### WHAT TO WORK ON
From the article on fracking and methane, translate this sentence into Spanish: "But the research shows methane that leaks or is vented from the process of fracking for shale gas also has a lower carbon-13 content than conventional fossil fuels."

### PAGE EXCERPT
The boom in fracking for shale gas has “dramatically increased” global methane emissions in the past decade, a study has warned.
While the rapid rise in levels of methane, a significant greenhouse gas, in recent years has been attributed to biological sources such as cows, tropical wetlands and rice fields, new research points to the role of fracking.
The research from Cornell University looks at the “chemical fingerprint” of methane in the atmosphere and concludes that around a third in the past decade has come from exploiting shale gas.
Methane levels rose steadily in the last decades of the 20th century before levelling off for the first decade of the 21st century, but since 2008 they have been rising rapidly again.
If the rise continues in coming decades, it will significantly increase global warming and undercut efforts to meet international targets to curb dangerous climate change under the Paris Agreement, the study warns.
Methane from different sources has a different chemical signature, relating to the weight of the carbon atom at the centre of the gas molecule.
Methane from fossil fuels has higher concentrations of the heavier carbon-13 variant compared with lighter carbon-12, while the gas emitted from biological sources is lighter, with less carbon-13.
The rise in methane since 2008 has also seen the carbon composition of the gas change, with lower levels of carbon-13.
This led experts to attribute the spike to biological sources, most likely tropical wetlands, rice culture or animal agriculture.
But the research shows methane that leaks or is vented from the process of fracking for shale gas also has a lower carbon-13 content than conventional fossil fuels.
There has been a boom in the US exploiting shale gas through hydraulic fracturing, or fracking, which involves pumping liquid at high pressure deep underground to fracture shale rock and release gas.
The study concludes that methane from fossil fuels has probably exceeded emissions from biological sources in the past decade – with shale gas accounting for more than half of the total from fossil fuels.
Around a third of the total increased emissions from all sources globally over the past decade is down to shale gas production, according to the study published in Biogeosciences, a journal of the European Geosciences Union.
The study said: “The commercialisation of shale gas and oil in the 21st century has dramatically increased global methane emissions.”

### ENTRIES SUPPLIED
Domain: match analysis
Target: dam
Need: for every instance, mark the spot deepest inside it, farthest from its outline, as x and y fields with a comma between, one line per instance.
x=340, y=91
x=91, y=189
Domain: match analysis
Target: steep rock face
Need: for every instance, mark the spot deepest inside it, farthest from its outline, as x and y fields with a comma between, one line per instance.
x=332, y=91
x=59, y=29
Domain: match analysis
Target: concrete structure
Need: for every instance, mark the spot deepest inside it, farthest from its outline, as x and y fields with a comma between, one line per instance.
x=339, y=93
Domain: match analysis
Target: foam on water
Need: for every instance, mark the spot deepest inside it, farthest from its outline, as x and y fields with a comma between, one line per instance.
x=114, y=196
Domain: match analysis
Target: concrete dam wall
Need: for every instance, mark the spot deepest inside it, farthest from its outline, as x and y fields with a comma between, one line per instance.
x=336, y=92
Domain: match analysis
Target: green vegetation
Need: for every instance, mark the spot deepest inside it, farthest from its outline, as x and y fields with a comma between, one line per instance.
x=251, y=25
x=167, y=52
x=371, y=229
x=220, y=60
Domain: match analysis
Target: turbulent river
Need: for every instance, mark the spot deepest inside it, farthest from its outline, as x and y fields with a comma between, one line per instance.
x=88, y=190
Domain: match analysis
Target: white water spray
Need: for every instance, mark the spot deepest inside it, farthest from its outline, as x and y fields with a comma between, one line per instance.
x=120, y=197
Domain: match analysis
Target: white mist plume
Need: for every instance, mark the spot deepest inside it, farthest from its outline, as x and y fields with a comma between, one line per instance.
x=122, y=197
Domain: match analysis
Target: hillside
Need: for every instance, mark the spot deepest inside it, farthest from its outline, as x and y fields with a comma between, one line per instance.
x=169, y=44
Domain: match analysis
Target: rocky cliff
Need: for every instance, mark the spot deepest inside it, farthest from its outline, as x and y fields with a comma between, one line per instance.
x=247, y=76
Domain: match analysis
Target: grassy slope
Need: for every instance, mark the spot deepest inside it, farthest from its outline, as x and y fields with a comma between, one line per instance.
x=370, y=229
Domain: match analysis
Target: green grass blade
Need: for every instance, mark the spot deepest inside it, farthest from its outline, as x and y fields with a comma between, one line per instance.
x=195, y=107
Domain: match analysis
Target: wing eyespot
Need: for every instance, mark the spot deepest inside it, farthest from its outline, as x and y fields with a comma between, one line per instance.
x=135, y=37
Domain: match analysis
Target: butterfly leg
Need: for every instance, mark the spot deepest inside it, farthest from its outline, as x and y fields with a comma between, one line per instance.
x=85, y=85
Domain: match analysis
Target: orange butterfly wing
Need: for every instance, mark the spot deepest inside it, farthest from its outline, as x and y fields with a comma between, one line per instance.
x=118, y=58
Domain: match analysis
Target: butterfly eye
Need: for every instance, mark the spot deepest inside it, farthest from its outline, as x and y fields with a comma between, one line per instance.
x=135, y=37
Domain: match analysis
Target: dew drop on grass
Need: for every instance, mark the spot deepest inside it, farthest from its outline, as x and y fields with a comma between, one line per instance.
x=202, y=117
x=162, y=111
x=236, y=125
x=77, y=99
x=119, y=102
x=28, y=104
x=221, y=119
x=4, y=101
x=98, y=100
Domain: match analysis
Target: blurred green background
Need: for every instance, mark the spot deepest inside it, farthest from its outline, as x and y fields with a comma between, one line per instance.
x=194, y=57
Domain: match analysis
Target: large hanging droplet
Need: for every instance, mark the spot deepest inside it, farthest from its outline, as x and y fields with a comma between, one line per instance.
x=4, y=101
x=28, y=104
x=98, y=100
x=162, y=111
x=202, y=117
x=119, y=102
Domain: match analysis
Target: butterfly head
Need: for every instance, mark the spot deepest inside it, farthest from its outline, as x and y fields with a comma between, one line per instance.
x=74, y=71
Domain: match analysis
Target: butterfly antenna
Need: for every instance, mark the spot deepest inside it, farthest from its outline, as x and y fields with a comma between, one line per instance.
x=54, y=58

### YOUR SOLUTION
Pero la investigación muestra que el metano que se fuga o se ventea del proceso de fracturación hidráulica para obtener gas de esquisto también tiene un contenido de carbono-13 menor que el de los combustibles fósiles convencionales.